**Point annotations for photos:**
___

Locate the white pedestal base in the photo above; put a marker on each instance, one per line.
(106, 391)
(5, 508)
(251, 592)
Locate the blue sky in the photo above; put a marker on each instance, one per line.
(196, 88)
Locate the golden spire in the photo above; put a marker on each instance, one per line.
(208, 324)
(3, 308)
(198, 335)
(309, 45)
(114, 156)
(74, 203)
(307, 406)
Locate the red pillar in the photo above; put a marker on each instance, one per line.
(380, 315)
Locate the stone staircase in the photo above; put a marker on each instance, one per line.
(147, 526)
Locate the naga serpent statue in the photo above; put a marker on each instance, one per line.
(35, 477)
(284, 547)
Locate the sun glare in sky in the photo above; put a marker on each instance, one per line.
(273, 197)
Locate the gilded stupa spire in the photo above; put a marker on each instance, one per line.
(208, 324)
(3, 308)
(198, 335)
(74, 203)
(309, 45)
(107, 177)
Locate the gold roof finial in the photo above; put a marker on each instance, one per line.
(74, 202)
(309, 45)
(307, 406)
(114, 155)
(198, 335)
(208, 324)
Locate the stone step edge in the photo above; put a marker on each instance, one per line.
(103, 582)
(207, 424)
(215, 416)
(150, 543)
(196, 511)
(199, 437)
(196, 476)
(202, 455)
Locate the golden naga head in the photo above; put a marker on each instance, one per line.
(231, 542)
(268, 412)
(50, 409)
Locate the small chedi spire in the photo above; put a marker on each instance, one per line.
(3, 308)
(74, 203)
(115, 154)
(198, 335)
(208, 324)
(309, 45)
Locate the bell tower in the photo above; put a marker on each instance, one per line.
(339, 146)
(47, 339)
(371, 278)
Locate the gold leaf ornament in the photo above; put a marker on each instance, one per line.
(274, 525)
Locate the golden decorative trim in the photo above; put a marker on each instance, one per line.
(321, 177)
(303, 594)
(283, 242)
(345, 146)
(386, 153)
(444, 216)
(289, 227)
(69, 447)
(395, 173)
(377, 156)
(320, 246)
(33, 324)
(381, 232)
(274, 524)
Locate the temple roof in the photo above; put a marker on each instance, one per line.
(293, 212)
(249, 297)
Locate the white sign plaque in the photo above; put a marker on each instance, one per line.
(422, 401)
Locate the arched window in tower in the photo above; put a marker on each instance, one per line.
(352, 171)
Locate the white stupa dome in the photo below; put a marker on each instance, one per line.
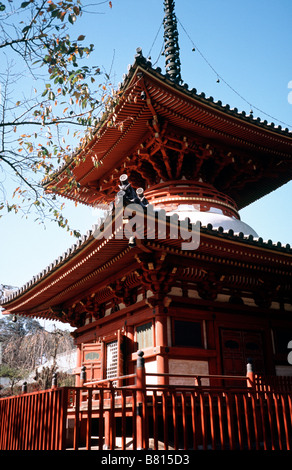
(215, 217)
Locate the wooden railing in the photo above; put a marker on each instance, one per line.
(153, 416)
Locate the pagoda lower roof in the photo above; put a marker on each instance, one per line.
(148, 96)
(93, 264)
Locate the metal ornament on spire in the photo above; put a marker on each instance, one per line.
(171, 47)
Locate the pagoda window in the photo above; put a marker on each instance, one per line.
(112, 359)
(188, 333)
(144, 335)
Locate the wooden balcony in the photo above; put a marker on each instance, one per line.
(230, 413)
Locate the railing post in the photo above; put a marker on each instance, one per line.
(249, 373)
(54, 380)
(141, 385)
(83, 376)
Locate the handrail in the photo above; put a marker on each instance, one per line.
(121, 377)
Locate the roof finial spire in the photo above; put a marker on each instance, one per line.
(171, 47)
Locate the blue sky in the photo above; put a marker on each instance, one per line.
(248, 44)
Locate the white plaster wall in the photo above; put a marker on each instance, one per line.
(186, 367)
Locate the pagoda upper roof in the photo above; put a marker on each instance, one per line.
(246, 144)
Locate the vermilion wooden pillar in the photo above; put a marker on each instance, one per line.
(78, 365)
(161, 342)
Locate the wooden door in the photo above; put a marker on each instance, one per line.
(237, 347)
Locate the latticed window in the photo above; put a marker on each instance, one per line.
(187, 333)
(144, 336)
(112, 359)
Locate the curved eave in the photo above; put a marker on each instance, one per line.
(110, 146)
(93, 262)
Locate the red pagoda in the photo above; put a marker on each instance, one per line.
(205, 305)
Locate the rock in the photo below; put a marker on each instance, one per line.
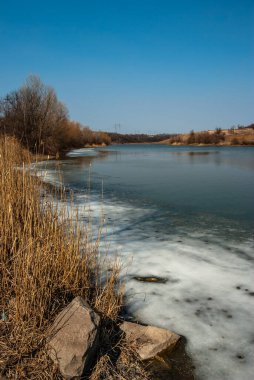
(73, 339)
(159, 280)
(150, 340)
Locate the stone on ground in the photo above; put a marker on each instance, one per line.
(73, 338)
(149, 340)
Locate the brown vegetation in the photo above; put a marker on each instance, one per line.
(46, 260)
(233, 136)
(35, 116)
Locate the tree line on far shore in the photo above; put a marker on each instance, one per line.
(35, 116)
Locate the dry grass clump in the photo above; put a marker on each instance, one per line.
(41, 269)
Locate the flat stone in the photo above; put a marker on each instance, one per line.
(72, 339)
(150, 340)
(156, 279)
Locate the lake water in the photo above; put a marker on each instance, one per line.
(185, 214)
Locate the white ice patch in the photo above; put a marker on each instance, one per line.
(208, 295)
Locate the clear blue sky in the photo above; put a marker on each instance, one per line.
(150, 65)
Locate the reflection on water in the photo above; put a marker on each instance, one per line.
(183, 215)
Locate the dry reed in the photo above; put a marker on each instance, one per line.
(46, 260)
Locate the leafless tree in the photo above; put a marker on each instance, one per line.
(33, 114)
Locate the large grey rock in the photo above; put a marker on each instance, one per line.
(72, 338)
(149, 340)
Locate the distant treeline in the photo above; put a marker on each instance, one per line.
(119, 138)
(41, 122)
(241, 135)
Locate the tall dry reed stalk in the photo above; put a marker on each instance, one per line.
(41, 268)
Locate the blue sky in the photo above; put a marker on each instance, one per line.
(152, 66)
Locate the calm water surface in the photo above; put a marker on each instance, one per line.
(185, 214)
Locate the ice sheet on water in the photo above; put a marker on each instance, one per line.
(209, 295)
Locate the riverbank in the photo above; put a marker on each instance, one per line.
(42, 270)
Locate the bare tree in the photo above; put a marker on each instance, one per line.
(33, 114)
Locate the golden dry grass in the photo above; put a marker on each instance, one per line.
(42, 269)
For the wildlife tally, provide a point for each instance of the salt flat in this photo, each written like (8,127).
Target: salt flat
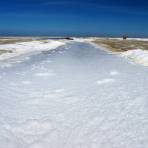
(73,96)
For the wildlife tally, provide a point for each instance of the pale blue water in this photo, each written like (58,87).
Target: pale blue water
(74,96)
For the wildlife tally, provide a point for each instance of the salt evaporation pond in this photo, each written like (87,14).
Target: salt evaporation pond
(71,97)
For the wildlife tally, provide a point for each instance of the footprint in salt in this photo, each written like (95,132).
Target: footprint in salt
(114,72)
(26,82)
(45,74)
(106,81)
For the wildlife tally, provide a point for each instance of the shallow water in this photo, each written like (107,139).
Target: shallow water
(74,96)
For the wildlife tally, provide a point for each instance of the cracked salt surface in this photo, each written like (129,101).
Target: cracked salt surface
(94,99)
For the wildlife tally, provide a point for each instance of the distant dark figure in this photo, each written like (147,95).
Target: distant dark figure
(125,37)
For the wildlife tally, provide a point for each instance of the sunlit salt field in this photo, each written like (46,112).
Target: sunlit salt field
(74,96)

___

**Exercise requirements:** Transcribe the preceding listing in its entirety and with exact wording, leaving out pictures.

**The result:**
Locate the white pedestal base in the photo above; put a marker on each instance, one per line.
(106, 391)
(5, 508)
(251, 592)
Locate the blue sky in the photo above; put a marker on each instance, one per line.
(196, 88)
Locate the golden spire in the photo above; put a marker on each instance, one per line.
(208, 324)
(3, 308)
(198, 335)
(309, 45)
(114, 156)
(74, 203)
(307, 406)
Locate the red pillar in the photo above; put a marker on each instance, one per line.
(380, 315)
Locate the stone staircase in the photo above; put a marker on each instance, one per line.
(147, 526)
Locate the naga serpent statue in the photo above; put a marker on each instance, one per line.
(35, 477)
(284, 547)
Locate the sun glare in sky in the photo above; put a marker on each instance, one per line.
(273, 197)
Locate the gilded stupa spire in the photo above; put a marker on each instance, one per line.
(208, 324)
(3, 308)
(198, 335)
(74, 203)
(309, 45)
(107, 177)
Locate the gold roof finial in the photo above; put a marker on each instance, one per line.
(74, 202)
(309, 45)
(307, 406)
(114, 155)
(198, 335)
(208, 324)
Locate the stone step edge in the photo above; put a marker on each instance, one per line.
(103, 582)
(207, 424)
(215, 416)
(150, 543)
(196, 511)
(199, 437)
(196, 476)
(202, 455)
Locate the golden naga head in the photo above; put a marker on each instance, one per line.
(231, 542)
(268, 412)
(50, 409)
Locate the small chedi spire in the photo above; put a marker on each instance, one per line.
(3, 308)
(74, 203)
(115, 154)
(198, 335)
(208, 324)
(309, 45)
Locate the bell tower in the photo above; put a marker on each instance, one per line.
(339, 146)
(47, 339)
(371, 278)
Locate the gold leaf ornament in the photo above; put a marker on each instance, one per line.
(274, 525)
Locate the golden decorative trim in the photo above; put a marker on each instance, one per line.
(321, 177)
(303, 594)
(283, 242)
(345, 146)
(386, 153)
(444, 216)
(289, 227)
(69, 447)
(395, 173)
(377, 156)
(320, 246)
(33, 324)
(381, 232)
(274, 524)
Locate the temple roof in the photo above; put a marker on each instance, one per line.
(293, 212)
(249, 297)
Locate the white sign plaque in the photo above; put a marker on each instance, one per line.
(422, 401)
Locate the arched window in tower in the photo above; put a marker on each instance, one per line.
(352, 171)
Locate the white stupa dome in the photo below; put a marker on each instance, one per line.
(215, 217)
Locate the wooden railing in the photo above; put a marker on each instance, one per line.
(153, 416)
Locate the pagoda lower roof in the photo above; put a marker on each instance, one per line.
(148, 96)
(93, 264)
Locate the metal ornament on spire in the photo above; put a marker on each instance, one per line.
(171, 47)
Locate the pagoda window in the photo above; put a marker on each instance, one per line.
(112, 359)
(188, 333)
(144, 335)
Locate the wooden balcony in the photo above; put a marker on each instance, one per line.
(230, 413)
Locate the railing post in the photo above; put a marker on each instance, one per line.
(249, 373)
(54, 380)
(141, 385)
(83, 376)
Locate the handrail in the photo above; put a marker on each instance, one per line.
(121, 377)
Locate the roof finial spire in the photo above; put a marker on each instance, one per line.
(171, 47)
Locate the blue sky in the photo above; put a marker on each instance, one per line.
(248, 44)
Locate the white plaster wall in the photo above; put a marker on each instance, one per line.
(186, 367)
Locate the pagoda upper roof in the photo above; put a marker on each instance, one per line.
(246, 144)
Locate the vermilion wooden pillar in the photo above; put a marker on each instance, one per line.
(78, 365)
(161, 342)
Locate the wooden door in the photo above; put a marker on each instance, one per line.
(237, 347)
Locate the latticed window in the photo above; put a marker on each instance, one per line.
(187, 333)
(144, 336)
(112, 359)
Locate the curved eave in the photo above; put a marker on each instance, one per line.
(110, 146)
(93, 262)
Locate the red pagoda in the photo above; put a marker on each instance, one per line.
(205, 305)
Locate the rock in the photo below; put a marker on each instance, one per line.
(73, 339)
(159, 280)
(150, 340)
Locate the stone on ground in the photo above; put a marker on each instance, one per line.
(73, 338)
(149, 340)
Locate the brown vegetation in the photo above; put a marker on each instance, one per line.
(46, 260)
(233, 136)
(35, 116)
Locate the tree line on far shore in the photo above; put a marker on each instance, one per line.
(35, 116)
Locate the dry grass clump in the photo above; put a marker on each instance, one per line.
(41, 269)
Locate the flat stone in the photo above; put a marker on each instance, one per line.
(72, 339)
(150, 340)
(156, 279)
Locate the lake water in the photo above; put a marker on each instance, one per line.
(185, 214)
Locate the white ice patch in the photo above; put a marker on each instance, one per line.
(208, 295)
Locate the clear blue sky in the photo above; put a marker on each instance, one per line.
(150, 65)
Locate the reflection on water in the photo above; put a marker on each instance, one per line.
(183, 215)
Locate the dry reed in the photo above; put a marker on each instance, one per line.
(46, 260)
Locate the leafless tree in the photo above; put a marker on each instance, one per line.
(33, 114)
Locate the large grey rock in the photo above; put a marker on each instance, one per line.
(72, 338)
(149, 340)
Locate the distant treeline in the photo above; put a marker on each instance, one per line.
(119, 138)
(41, 122)
(241, 135)
Locate the tall dry reed stalk in the photo above; put a marker on each instance, one per line.
(41, 268)
Locate the blue sky in the photo above; put a marker on each instance, one per line.
(152, 66)
Locate the calm water surface in the photo above; put a marker on each instance, one per line.
(185, 214)
Locate the ice sheet on water in the photo above; put a marker on each instance, one per line.
(209, 295)
Locate the riverbank in the photo above; put a marker on each instance, one per line.
(42, 270)
Locate the bare tree in the photo above; put a marker on each instance, one per line.
(33, 114)
Locate the golden dry grass in the photo above; put a marker on each instance, one per line.
(42, 269)
For the wildlife tally, provide a point for each instance of the salt flat in this photo, each written like (8,127).
Target: salt flat
(73,96)
For the wildlife tally, provide a point for each instance of the pale blue water in this photo, each written like (58,87).
Target: pale blue water
(74,96)
For the wildlife tally, provide a point for each instance of the salt evaporation pond in this photo, each written like (87,14).
Target: salt evaporation pond
(71,97)
For the wildlife tally, provide a point for each instance of the footprint in salt in this photo, each written like (95,132).
Target: footprint in salt
(114,72)
(26,82)
(45,74)
(106,81)
For the wildlife tally, provide a point for each instance of the shallow water in this photo, each written like (107,139).
Target: shallow water
(74,96)
For the wildlife tally, provide a point for each instance of the cracked salt surface in this photo, each written like (129,101).
Target: cracked salt surface
(94,99)
For the wildlife tally, provide a point for each instance of the distant dark figure in this photo, each written like (147,95).
Target: distant dark figure
(125,37)
For the wildlife tally, provide a point for each instance of the sunlit salt field in this photo, each written like (46,112).
Target: sunlit salt field
(74,96)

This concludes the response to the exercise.